## Required action:
Locate every line in the records below that contains the string "positive", and copy each such line in full.

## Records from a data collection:

★ ★ ★ ★

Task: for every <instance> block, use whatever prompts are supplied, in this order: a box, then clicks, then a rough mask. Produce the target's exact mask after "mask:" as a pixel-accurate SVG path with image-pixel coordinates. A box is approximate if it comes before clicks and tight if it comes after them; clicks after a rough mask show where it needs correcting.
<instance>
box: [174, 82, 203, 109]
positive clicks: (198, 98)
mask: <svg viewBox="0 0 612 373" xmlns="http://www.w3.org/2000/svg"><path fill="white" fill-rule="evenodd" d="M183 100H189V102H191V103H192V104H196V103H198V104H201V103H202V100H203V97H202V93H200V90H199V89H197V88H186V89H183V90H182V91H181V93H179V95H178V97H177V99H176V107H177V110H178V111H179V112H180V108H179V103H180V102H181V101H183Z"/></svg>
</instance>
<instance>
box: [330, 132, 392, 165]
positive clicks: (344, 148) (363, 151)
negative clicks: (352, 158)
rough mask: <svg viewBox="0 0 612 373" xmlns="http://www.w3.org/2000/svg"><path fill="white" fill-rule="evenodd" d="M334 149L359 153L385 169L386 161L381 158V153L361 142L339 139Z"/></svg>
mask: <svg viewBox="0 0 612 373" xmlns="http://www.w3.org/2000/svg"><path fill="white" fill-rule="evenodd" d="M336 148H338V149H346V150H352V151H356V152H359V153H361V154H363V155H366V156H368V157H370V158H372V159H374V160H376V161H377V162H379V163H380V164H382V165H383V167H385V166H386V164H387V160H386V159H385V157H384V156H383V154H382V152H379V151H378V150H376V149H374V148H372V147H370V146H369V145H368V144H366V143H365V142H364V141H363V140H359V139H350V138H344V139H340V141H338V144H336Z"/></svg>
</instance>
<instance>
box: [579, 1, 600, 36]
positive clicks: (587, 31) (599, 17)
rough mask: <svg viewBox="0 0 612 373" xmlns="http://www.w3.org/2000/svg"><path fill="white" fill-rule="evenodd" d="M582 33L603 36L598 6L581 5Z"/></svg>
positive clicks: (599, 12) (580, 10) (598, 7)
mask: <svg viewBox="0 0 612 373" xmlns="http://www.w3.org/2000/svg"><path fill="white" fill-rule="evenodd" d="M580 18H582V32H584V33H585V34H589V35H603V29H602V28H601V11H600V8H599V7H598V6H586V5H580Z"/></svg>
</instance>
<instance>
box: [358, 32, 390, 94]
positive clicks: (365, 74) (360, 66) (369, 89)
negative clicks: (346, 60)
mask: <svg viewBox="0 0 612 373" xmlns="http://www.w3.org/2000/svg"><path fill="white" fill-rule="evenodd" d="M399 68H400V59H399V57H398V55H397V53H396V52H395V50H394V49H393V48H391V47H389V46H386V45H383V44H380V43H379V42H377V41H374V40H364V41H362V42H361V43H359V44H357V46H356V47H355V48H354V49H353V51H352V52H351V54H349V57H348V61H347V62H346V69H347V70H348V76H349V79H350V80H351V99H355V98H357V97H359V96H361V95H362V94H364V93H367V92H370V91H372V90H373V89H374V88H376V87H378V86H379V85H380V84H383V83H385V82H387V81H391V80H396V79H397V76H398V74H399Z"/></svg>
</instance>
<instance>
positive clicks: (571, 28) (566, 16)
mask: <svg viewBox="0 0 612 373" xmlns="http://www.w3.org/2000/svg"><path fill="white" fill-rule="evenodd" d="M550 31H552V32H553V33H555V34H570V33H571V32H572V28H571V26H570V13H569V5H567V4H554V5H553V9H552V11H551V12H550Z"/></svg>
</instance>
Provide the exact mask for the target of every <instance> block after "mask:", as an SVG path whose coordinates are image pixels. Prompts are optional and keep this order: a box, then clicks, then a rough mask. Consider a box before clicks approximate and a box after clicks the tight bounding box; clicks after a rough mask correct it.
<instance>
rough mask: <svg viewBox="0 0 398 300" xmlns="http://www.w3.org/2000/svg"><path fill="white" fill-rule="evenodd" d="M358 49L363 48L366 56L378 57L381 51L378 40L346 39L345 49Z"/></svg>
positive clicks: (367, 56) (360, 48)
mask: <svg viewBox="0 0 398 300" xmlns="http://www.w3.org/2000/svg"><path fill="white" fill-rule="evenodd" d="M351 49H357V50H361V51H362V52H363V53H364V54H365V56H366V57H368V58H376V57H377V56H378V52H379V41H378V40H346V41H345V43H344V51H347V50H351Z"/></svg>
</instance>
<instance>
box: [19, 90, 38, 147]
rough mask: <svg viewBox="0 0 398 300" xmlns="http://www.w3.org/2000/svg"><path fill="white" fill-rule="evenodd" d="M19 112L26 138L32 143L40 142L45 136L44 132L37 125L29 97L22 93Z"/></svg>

★ ★ ★ ★

## Answer space:
positive clicks: (198, 98)
positive clicks: (344, 148) (363, 151)
positive clicks: (587, 31) (599, 17)
positive clicks: (599, 12) (580, 10) (598, 7)
positive clicks: (365, 74) (360, 66) (369, 89)
positive clicks: (571, 28) (566, 16)
positive clicks: (367, 56) (360, 48)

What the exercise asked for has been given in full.